#### To do
Reproduce the listing below verbatim, line for line, from start to end.

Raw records
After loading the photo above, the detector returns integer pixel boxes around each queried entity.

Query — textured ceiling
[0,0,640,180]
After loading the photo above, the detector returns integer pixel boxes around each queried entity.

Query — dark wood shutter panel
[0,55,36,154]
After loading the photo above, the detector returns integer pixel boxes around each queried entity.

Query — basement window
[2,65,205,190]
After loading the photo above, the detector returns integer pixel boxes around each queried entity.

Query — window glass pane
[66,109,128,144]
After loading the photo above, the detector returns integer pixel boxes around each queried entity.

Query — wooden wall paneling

#### Problem solution
After loading the photo above, the detector returns integer pixel boxes around each queried entity.

Query — textured ceiling
[0,0,640,180]
After loading the photo above, the detector returns integer pixel boxes around each queried entity.

Query — dark wood shutter panel
[0,55,36,154]
After loading the photo above, the detector returns integer pixel boxes around each queried entity.

Query — basement window
[2,65,205,190]
After loading the photo above, the detector returns integer pixel boxes around each queried entity.

Query — window glass pane
[66,109,128,144]
After loading the photo above, the detector returns integer pixel boxes around each queried entity.

Query — wooden wall paneling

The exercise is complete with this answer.